◆ **EXTRAIT**:

* * * * *

En 2014, la CEDH a condamné la France pour avoir refusé de transcrire à l’état civil les actes de naissance d’enfants nés d’une GPA réalisée à l’étranger. La Cour estime que cette situation porte atteinte au droit au respect de la vie privée et familiale des enfants et de leurs parents. Depuis lors, la jurisprudence française a évolué pour faciliter la transcription des actes de naissance étrangers dès lors qu’ils sont conformes à la réalité biologique.

Les arguments en faveur de la légalisation de la GPA

Plusieurs arguments sont avancés en faveur de la légalisation de la GPA. Tout d’abord, il est souvent souligné que cette pratique permettrait à des couples stériles ou infertiles, ainsi qu’à des couples homosexuels ou des personnes seules, de réaliser leur désir d’enfant. La GPA pourrait ainsi être considérée comme une solution alternative à l’adoption, qui présente elle aussi des difficultés et des contraintes importantes.

* * * * *

◆ **DONNÉES FOURNIES**:

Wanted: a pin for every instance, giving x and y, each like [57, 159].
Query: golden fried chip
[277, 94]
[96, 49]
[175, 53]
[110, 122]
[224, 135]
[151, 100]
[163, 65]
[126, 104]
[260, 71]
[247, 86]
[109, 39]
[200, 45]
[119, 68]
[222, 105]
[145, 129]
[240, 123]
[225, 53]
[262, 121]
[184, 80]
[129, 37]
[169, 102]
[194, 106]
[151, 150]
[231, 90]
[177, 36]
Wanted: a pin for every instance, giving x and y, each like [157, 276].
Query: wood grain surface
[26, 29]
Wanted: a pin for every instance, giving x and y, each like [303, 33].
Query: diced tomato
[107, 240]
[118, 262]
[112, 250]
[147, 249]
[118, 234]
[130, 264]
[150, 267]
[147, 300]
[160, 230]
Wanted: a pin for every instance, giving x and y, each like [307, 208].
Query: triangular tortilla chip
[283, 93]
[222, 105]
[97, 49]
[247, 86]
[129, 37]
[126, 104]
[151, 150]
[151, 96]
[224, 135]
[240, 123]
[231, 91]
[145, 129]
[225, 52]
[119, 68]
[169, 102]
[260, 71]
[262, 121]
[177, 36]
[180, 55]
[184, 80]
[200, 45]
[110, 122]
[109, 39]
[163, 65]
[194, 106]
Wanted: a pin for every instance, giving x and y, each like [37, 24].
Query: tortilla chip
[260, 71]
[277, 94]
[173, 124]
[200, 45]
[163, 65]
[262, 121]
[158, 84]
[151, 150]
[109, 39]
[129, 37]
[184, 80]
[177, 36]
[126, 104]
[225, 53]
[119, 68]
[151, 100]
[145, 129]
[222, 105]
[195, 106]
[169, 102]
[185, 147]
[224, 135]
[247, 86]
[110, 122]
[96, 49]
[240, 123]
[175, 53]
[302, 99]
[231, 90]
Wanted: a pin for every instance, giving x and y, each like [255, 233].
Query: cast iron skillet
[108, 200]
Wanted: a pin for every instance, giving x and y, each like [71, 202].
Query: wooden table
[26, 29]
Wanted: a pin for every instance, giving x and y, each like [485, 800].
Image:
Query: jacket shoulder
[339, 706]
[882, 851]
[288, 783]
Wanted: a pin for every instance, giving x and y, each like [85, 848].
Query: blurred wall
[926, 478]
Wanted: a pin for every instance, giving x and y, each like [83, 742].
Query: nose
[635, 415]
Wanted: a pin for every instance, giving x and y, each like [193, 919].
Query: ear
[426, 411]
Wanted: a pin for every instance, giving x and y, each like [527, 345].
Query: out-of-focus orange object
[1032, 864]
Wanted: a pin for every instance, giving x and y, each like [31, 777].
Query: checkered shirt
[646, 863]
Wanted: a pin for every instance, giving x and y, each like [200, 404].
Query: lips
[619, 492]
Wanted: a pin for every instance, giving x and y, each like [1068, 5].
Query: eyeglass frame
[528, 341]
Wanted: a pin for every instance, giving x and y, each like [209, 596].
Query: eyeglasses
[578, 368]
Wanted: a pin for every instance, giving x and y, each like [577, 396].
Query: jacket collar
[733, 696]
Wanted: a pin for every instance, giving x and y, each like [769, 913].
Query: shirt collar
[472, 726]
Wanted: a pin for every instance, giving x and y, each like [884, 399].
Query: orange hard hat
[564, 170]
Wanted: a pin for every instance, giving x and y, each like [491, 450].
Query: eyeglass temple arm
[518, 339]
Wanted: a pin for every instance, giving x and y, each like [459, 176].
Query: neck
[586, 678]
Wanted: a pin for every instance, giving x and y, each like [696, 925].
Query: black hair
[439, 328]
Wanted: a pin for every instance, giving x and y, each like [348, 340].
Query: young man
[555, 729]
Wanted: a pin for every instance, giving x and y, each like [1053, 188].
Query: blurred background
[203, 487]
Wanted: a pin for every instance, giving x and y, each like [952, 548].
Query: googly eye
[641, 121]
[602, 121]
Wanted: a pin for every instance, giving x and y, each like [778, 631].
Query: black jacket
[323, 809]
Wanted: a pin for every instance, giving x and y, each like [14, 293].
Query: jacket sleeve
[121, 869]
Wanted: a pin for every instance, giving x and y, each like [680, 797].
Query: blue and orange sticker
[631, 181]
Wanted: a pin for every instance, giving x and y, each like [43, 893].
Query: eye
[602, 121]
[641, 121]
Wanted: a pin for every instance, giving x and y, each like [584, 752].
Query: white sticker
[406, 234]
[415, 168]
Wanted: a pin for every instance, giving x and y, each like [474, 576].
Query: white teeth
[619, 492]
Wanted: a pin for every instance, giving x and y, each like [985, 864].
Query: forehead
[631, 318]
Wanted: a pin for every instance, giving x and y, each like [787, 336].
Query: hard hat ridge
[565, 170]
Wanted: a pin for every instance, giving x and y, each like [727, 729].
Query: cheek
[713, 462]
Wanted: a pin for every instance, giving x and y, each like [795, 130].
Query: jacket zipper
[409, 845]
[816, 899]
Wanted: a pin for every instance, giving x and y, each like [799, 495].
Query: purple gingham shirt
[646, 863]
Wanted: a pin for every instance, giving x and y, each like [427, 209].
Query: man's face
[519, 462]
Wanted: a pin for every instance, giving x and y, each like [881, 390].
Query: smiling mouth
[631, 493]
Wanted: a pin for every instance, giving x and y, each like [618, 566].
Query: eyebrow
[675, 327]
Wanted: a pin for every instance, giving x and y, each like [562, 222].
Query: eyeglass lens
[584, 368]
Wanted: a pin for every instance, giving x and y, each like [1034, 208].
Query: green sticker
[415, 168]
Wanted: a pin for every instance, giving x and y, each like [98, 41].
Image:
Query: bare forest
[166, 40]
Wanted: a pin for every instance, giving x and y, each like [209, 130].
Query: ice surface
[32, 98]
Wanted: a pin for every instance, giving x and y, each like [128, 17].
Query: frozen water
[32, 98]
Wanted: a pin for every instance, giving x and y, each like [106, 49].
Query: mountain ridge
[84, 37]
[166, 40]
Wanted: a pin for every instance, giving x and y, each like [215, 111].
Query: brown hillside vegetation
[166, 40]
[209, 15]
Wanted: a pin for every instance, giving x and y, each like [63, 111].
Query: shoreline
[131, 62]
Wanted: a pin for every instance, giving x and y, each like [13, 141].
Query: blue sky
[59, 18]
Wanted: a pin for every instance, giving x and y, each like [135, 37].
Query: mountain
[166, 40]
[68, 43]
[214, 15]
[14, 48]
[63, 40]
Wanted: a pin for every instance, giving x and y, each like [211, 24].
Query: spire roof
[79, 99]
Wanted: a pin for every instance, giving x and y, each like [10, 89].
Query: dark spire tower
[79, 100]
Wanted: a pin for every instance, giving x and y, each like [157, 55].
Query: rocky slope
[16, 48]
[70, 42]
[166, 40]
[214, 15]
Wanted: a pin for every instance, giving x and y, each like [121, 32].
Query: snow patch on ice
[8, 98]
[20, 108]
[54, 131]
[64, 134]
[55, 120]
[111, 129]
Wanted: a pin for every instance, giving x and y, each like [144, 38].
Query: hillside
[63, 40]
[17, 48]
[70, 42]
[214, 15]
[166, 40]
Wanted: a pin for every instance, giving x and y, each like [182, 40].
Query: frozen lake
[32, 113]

* * * * *

◆ **PRÉSENTATION DE L'EXERCICE**:
Prolongez l'extrait sur la gestation pour autrui en reprenant juste après sa dernière phrase. Les items fournis n'ont aucun rapport avec l'extrait.

◆ **RÉPONSE**:
Un autre argument en faveur de la légalisation de la GPA réside dans le constat que cette pratique existe déjà, y compris pour des ressortissants français qui y ont recours à l’étranger. L’interdiction pure et simple ne permet donc pas d’empêcher les GPA ni d’en encadrer les conditions. Certains estiment dès lors qu’il serait préférable de légiférer sur cette question afin d’établir un cadre juridique clair et protecteur pour toutes les parties concernées : la mère porteuse, les parents d’intention et l’enfant à naître.

Enfin, il est souvent avancé que la GPA pourrait être encadrée de manière à prévenir les risques d’exploitation et de marchandisation du corps des femmes. Par exemple, on pourrait imaginer un système de « GPA éthique » reposant sur le volontariat et l’altruisme, sans rémunération pour la mère porteuse, ou alors une indemnisation limitée aux frais occasionnés par la grossesse.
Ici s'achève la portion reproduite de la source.